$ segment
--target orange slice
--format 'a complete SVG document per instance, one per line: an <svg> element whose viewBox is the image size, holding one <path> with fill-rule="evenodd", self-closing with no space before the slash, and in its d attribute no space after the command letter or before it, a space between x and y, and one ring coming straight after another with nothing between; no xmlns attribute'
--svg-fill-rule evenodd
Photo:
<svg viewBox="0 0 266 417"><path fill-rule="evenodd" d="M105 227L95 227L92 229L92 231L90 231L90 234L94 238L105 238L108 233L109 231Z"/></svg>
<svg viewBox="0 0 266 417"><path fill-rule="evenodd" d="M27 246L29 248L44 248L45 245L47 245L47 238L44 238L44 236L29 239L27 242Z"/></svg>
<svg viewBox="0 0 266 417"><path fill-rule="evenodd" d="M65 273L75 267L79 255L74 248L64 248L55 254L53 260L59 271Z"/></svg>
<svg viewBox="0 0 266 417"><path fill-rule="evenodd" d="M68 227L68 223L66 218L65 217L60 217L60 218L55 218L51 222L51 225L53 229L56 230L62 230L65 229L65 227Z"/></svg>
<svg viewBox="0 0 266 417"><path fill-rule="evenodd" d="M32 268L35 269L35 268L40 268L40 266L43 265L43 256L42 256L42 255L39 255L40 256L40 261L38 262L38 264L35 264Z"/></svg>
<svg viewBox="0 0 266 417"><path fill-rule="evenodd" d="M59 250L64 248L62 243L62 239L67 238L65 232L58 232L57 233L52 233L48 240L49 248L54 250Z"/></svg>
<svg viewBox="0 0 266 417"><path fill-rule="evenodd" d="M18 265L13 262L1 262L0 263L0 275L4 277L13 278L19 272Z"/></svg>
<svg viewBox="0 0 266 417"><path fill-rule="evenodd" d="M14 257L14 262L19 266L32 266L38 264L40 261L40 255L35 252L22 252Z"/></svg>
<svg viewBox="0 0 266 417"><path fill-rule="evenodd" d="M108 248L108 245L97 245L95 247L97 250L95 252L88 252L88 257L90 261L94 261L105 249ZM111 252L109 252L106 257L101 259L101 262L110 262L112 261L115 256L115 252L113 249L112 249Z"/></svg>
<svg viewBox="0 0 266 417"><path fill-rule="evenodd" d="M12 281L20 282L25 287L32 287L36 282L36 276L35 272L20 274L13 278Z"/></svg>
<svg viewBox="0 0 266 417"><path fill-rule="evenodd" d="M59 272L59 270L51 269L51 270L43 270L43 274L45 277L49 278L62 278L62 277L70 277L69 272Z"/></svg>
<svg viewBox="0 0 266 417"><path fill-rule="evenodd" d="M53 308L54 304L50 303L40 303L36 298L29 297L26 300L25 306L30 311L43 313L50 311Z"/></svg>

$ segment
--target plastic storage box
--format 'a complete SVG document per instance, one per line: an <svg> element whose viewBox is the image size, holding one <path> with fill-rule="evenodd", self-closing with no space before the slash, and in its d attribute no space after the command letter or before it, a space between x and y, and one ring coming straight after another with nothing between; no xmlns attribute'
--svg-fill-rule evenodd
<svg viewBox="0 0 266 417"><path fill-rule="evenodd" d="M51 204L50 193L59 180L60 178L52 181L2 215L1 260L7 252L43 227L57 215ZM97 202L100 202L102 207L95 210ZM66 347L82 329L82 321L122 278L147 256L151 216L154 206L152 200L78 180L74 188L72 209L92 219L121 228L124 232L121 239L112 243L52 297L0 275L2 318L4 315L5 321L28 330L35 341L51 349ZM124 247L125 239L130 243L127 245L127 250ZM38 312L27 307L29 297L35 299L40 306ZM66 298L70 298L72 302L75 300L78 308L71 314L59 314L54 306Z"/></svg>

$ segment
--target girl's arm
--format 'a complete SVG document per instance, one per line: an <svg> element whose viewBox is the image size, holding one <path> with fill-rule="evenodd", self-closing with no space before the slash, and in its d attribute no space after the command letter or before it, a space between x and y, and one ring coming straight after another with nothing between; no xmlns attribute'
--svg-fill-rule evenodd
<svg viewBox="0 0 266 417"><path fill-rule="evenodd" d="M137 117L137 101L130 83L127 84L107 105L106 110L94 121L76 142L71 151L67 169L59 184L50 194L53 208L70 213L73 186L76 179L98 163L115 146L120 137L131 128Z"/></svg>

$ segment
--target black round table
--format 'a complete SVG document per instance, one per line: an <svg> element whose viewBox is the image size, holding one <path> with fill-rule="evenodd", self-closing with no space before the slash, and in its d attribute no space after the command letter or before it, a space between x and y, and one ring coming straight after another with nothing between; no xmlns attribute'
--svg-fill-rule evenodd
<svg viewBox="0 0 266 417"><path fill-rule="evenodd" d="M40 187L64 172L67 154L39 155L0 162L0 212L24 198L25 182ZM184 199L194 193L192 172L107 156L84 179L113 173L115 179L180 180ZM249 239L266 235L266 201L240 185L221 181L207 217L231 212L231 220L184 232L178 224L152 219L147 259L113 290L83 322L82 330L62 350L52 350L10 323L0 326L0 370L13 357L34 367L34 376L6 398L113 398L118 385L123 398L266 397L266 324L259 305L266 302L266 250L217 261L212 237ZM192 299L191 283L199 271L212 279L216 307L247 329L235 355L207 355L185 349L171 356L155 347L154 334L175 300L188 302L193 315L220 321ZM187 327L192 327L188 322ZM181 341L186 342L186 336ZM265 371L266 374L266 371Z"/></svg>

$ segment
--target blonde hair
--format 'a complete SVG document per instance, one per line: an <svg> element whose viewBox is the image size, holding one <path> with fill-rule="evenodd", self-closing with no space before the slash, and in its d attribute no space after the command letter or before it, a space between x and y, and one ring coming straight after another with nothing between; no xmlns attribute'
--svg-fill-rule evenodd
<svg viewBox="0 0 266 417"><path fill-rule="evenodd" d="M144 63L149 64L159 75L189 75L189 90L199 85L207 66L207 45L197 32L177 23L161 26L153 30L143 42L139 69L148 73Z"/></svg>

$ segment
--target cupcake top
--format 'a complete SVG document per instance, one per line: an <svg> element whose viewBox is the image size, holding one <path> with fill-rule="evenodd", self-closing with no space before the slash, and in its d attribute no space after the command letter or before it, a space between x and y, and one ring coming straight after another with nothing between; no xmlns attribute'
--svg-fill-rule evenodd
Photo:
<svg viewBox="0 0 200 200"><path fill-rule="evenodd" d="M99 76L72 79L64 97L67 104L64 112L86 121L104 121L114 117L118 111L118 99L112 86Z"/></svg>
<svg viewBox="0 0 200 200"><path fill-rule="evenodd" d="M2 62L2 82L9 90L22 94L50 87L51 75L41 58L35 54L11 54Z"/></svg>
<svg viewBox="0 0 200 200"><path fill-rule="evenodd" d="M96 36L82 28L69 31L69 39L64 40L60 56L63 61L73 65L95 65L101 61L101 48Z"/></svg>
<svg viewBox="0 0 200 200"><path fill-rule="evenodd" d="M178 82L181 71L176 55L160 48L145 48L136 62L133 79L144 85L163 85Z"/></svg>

• [Task to complete] Rewrite the records from their first line through the line containing "273L75 267L79 255L74", changing "orange slice" to "lemon wedge" and keeping everything else the same. Return only those lines.

• [The result]
$ segment
--target lemon wedge
--format 'a complete SVG document per instance, one per line: an <svg> element whose viewBox is the image size, holding one <path> with fill-rule="evenodd", self-closing with no space before the slash, and in its d attribute no space after the command letter or before it, a space between x and y, and one ring coming straight after another with nothing between; no xmlns attribute'
--svg-fill-rule evenodd
Photo:
<svg viewBox="0 0 266 417"><path fill-rule="evenodd" d="M105 227L95 227L92 229L92 231L90 231L90 234L94 238L105 238L108 233L109 231Z"/></svg>
<svg viewBox="0 0 266 417"><path fill-rule="evenodd" d="M27 246L29 248L44 248L45 245L47 245L47 238L44 238L44 236L29 239L27 242Z"/></svg>
<svg viewBox="0 0 266 417"><path fill-rule="evenodd" d="M65 273L75 267L79 255L74 248L64 248L55 254L53 260L59 271Z"/></svg>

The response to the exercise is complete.